'''

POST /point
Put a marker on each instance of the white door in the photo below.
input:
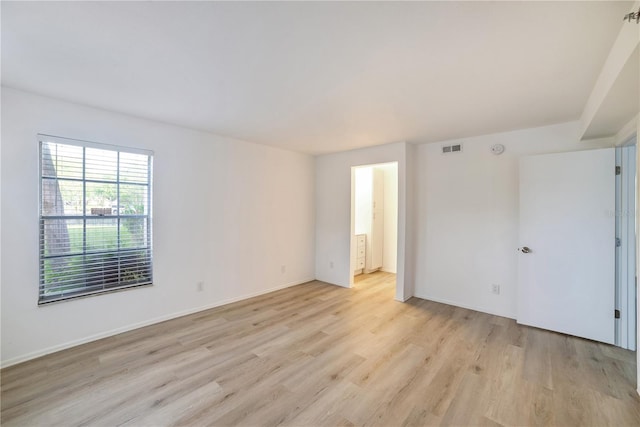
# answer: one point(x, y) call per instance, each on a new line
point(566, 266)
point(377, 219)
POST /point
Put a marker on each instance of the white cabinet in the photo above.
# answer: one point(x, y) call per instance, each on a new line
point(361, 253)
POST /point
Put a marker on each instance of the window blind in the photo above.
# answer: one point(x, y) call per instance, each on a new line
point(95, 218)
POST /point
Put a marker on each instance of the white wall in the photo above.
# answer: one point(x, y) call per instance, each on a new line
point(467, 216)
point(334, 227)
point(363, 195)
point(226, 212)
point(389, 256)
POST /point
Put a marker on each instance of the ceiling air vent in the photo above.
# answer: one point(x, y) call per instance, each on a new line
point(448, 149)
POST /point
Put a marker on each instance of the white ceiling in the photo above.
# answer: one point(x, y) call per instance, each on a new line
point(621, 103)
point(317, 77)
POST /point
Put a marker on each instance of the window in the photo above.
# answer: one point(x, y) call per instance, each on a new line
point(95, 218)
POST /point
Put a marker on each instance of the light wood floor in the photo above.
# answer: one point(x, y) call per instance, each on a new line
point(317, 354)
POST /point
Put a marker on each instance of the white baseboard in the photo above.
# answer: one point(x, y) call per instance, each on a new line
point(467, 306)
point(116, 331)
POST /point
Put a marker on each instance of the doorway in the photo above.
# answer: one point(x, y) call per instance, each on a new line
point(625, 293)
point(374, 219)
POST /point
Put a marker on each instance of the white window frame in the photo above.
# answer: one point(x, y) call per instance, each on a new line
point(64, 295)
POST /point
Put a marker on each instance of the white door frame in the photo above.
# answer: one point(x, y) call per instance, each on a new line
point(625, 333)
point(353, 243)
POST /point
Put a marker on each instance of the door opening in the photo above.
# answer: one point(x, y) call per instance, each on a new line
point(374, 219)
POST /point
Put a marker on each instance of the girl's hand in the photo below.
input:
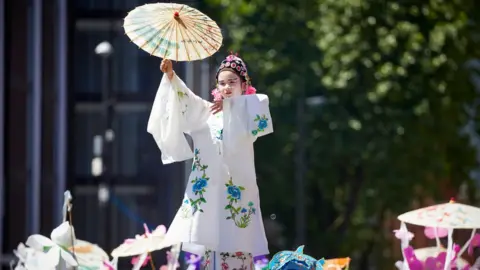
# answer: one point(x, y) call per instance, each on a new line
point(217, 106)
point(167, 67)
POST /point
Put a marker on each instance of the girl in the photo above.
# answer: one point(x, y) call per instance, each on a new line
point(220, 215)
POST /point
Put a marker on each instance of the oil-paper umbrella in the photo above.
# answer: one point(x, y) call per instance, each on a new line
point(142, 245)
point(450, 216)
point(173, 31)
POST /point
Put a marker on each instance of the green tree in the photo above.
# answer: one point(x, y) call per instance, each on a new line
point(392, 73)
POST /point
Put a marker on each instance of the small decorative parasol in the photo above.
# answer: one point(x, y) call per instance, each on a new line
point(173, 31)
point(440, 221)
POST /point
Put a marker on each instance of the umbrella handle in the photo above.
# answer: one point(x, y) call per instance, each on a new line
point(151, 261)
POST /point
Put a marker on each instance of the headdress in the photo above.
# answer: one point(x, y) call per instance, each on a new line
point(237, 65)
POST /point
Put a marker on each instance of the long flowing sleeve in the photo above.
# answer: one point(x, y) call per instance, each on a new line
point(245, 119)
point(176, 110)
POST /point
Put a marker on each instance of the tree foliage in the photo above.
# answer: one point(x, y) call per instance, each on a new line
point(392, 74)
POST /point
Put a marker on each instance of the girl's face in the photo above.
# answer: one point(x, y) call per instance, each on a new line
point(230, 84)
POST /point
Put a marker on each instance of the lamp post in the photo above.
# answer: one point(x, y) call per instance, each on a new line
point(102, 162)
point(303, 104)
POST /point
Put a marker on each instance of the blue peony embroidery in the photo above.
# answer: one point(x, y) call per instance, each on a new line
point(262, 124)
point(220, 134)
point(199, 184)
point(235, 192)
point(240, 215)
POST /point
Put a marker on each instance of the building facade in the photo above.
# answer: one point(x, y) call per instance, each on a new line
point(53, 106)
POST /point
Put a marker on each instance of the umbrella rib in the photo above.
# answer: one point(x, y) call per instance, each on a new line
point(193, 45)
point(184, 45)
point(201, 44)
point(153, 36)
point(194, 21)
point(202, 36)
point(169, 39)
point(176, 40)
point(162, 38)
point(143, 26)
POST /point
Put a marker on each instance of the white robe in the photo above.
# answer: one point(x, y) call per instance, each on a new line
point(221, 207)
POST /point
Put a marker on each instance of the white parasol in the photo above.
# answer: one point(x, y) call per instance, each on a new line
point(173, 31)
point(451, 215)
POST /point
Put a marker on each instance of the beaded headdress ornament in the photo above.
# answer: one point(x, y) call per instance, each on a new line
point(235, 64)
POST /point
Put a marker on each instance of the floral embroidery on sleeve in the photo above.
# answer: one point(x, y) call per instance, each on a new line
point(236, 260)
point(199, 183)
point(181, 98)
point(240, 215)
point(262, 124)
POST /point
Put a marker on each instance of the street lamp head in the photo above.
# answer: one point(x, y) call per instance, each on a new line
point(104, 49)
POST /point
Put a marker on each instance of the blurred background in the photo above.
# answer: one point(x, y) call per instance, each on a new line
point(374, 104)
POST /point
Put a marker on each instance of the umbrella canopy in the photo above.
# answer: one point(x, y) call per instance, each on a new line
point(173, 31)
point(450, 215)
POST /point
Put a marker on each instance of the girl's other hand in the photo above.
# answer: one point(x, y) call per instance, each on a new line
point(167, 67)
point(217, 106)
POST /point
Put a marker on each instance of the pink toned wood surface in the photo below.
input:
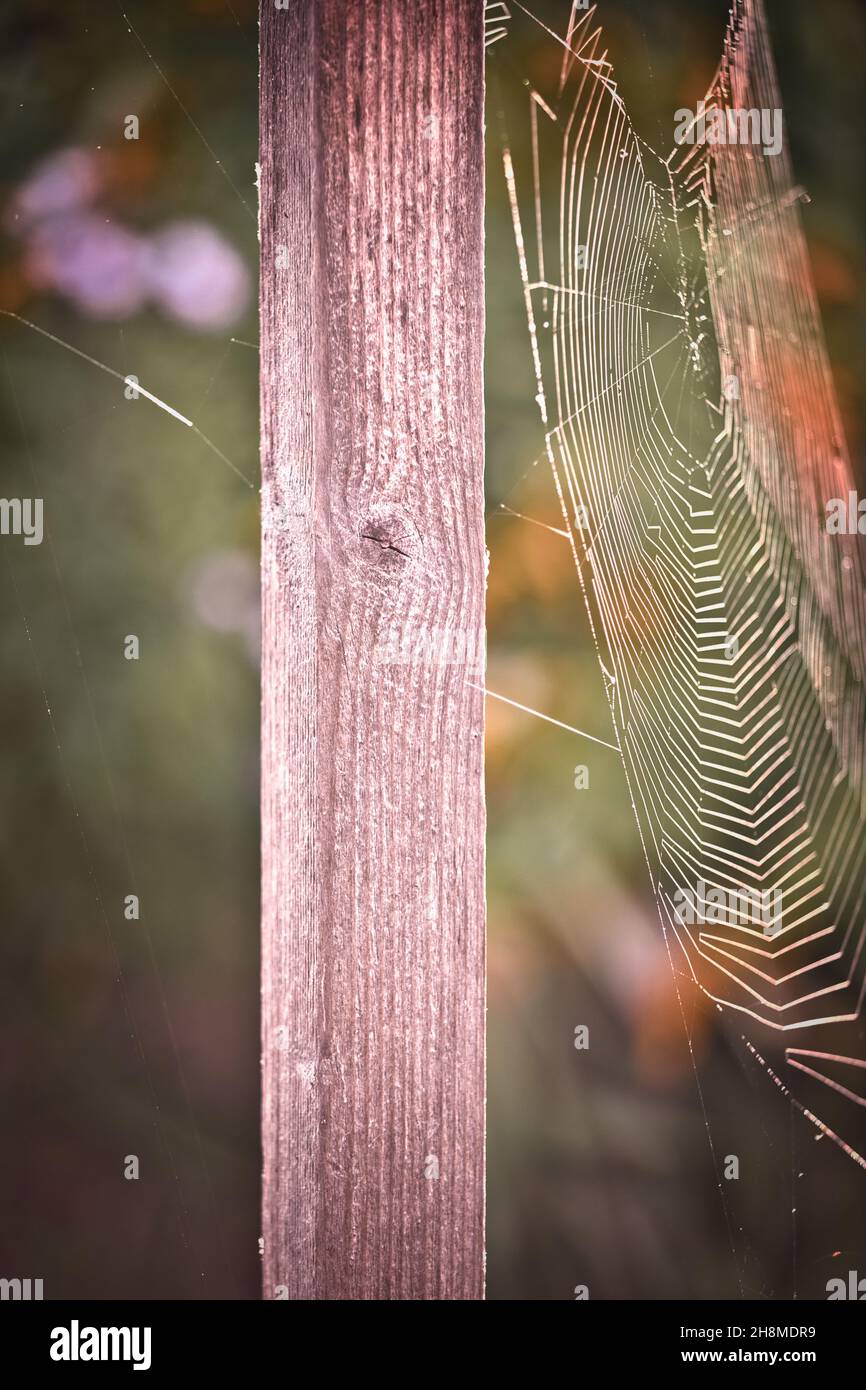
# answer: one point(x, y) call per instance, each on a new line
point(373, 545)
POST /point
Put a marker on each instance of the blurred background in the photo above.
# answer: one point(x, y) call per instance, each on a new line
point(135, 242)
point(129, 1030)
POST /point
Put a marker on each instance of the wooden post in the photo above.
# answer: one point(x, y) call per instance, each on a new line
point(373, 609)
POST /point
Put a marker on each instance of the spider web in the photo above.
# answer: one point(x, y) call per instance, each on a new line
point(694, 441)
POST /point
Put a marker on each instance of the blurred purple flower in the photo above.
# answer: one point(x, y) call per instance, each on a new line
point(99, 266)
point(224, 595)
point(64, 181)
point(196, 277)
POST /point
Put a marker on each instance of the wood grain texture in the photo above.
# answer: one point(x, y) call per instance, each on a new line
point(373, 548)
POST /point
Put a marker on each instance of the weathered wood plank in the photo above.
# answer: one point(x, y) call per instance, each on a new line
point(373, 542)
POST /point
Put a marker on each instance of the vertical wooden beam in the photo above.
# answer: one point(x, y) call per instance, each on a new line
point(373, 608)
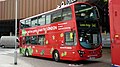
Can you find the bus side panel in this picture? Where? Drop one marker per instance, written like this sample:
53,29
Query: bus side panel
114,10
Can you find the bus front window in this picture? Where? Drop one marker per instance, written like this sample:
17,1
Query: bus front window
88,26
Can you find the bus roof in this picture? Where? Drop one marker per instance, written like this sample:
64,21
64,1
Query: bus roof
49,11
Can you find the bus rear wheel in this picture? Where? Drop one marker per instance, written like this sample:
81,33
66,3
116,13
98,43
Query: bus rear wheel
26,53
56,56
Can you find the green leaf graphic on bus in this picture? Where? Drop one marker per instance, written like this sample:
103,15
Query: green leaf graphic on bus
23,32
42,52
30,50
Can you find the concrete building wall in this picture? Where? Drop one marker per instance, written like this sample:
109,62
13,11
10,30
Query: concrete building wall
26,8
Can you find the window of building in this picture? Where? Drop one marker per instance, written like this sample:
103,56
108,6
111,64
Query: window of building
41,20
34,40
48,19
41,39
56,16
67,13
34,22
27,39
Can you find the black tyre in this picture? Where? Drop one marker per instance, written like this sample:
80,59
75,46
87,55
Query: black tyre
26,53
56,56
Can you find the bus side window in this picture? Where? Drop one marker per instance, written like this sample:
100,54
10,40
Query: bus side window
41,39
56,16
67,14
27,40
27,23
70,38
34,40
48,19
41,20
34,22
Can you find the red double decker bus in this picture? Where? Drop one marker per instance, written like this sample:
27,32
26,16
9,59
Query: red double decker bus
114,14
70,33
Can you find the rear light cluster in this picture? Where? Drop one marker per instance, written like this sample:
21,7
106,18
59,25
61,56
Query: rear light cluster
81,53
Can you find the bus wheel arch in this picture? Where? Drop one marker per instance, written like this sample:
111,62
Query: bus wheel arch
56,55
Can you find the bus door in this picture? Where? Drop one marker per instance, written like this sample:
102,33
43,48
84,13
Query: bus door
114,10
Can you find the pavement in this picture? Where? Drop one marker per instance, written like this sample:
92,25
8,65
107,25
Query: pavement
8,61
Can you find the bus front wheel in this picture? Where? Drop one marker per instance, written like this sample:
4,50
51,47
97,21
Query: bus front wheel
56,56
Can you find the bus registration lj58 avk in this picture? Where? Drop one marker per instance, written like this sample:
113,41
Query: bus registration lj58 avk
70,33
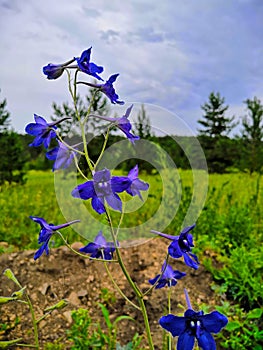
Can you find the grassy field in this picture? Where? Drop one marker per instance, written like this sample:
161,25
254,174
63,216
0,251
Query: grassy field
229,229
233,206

'''

**Activity**
Only lines with the word "ceiling" belong in the answer; copy each of them from the material above.

**Response area**
Put a marker on each instance of the ceiling air vent in the photo above.
Put a marker on each instance of the white ceiling in the photo above.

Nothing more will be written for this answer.